Required tasks
1. In the passage on CIA standards, what was the administrative language of both the Indian moguls and the British?
2. Does each statement below agree with the passage on CIA standards? Answer yes or no for each, and quote the deciding words from the passage.
(a) The British Indian Civil Service considered a first in Arabic as reliably rigorous as a first in Ancient Greek.
(b) From 1941 to 1944, the U.S. Army demoted and removed a large number of incompetent officers.
(c) The passage supports President Bush's planned 50 percent increase in the size of the Clandestine Service.

Excerpted passage
=-=-=

Setting High Standards
The CIA will need all the help it can get to attract
the right kind of young men and women. Admission standards must be
demanding. For example, the British Indian Civil Service required
successful applicants to have first-degree (and occasionally second-degree)
university awards in the hardest subjects. It did not like, for example, to
take honors students from Middle Eastern language programs because it did
not consider a first in Arabic to be as reliably rigorous as a first in
Ancient Greek. Anyone who conquered the classics was assumed to be capable
of mastering Persian, the administrative language of both the Indian moguls
and the British. English pedantry aside, this type of elitism—at all
times mixed with an American appreciation for practical experience and an
un-American appreciation for youthful lives spent
abroad—couldn’t hurt the CIA. But it won’t save it. Only
destroying the bureaucracy and operational ethics of “inside”
case officers can salvage the place. But higher admissions standards would
go a long way to building a meaningful esprit de corps in the all-critical
early years of a case officer’s life.
Setting high standards for everyone is key. The
CIA’s mission is to penetrate radical Islamic groups. The White House
and Congress ought to set demanding objectives and then hold case officers,
particularly senior case officers, to them. There is a wide variety of
Islamic fundamentalist orga-nizations. Some are more aggressively
ecumenical than others. Some are dangerous. Some aren’t. Many, if not
most, may offer some valuable information in the United States’
battle against holy warrior Islam. Give the CIA’s counterterrorism
units a sliding time scale for penetrating these organizations (not much
time would be required to get inside the Pakistani-headquartered Tablighat;
years might be required to secrete someone into the Al Qaeda–allied,
Europe-based Groupe Salafiste pour la Prédication et le Combat).
Regularly review the agency’s work and start firing case officers who
fail to advance the mission. Good case officers may occasionally get
unfairly punished, but the odds are excellent that worthless operatives
will be removed from service in much greater numbers. If we are in a war,
we should have wartime standards for achievement. From 1941 to 1944, the
U.S. Army demoted and spit out an enormous number of incompetent officers.
From September 11, 2001, to today, how many CIA operatives have been fired
for failure to penetrate radical Islamic organizations? The odds are that
the answer is zero.
|
The Cold War gave our secret bureaucrats a sustaining myth for 40 years.
For a decade, they lived without a replacement. The war on terror has now given
them another, and rest assured they will run with it.
|
What must be avoided at all costs is President
Bush’s planned 50 percent increase in the size of the Clandestine
Service. According to active-duty case officers, operational slots within
official facilities overseas are being increased substantially, and defunct
Cold War–era bases are being reopened without regard to whether those
offices can contribute serious foreign-intelligence reporting or facilitate
the reception of high-value “walk-ins.” Few good
recommendations came out of the 9/11 Commission, and hiring more case
officers was one of the worst. And the Robb-Silberman report goes even
further in recommending the “bigger is better” ethic for U.S.

=-=-=

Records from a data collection
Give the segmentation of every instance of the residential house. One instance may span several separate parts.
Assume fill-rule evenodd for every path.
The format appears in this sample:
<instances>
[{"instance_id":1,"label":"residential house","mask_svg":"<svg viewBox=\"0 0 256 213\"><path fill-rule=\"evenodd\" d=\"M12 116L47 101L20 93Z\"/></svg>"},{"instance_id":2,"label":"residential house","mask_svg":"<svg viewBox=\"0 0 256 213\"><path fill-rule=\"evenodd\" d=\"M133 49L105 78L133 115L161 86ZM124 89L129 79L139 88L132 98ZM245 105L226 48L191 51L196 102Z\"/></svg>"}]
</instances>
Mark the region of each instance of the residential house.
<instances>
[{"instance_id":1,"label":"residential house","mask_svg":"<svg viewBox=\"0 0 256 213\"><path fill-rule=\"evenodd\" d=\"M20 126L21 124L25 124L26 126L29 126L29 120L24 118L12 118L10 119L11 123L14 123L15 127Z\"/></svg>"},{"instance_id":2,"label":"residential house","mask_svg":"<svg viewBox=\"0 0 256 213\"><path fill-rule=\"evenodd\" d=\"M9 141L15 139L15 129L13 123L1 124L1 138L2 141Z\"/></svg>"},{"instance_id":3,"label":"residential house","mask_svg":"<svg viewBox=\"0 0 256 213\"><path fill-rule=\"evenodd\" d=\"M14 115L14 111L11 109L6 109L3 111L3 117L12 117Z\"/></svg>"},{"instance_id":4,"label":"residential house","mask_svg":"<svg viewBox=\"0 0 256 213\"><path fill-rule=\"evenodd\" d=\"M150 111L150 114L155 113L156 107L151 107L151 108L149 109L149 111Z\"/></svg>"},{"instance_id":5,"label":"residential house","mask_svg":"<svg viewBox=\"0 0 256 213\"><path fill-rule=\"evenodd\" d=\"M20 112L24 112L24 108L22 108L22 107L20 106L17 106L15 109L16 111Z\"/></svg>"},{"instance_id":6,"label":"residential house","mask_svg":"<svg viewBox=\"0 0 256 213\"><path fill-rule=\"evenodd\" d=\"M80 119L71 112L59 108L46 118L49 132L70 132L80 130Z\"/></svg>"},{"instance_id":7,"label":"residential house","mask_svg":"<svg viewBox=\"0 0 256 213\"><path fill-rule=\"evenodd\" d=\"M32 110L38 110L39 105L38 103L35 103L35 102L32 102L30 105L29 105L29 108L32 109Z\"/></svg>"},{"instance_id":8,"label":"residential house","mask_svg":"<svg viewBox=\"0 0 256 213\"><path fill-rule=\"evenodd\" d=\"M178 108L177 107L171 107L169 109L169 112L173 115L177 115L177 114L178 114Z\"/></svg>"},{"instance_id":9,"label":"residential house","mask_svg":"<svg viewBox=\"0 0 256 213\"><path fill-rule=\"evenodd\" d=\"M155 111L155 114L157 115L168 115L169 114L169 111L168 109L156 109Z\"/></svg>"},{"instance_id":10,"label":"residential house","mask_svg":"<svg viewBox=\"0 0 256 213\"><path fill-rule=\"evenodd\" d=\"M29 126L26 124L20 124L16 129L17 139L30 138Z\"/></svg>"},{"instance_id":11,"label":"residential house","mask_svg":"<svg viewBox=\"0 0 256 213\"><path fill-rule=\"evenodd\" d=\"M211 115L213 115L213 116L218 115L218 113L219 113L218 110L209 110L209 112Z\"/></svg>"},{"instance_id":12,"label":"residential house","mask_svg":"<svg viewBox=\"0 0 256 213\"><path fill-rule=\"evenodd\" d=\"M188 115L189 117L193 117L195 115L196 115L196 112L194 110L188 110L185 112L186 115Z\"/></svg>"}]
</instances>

=-=-=

Task-by-task results
1. Persian

2.
(a) No: "it did not consider a first in Arabic to be as reliably rigorous as a first in Ancient Greek."
(b) Yes: "From 1941 to 1944, the U.S. Army demoted and spit out an enormous number of incompetent officers."
(c) No: "What must be avoided at all costs is President Bush’s planned 50 percent increase in the size of the Clandestine Service."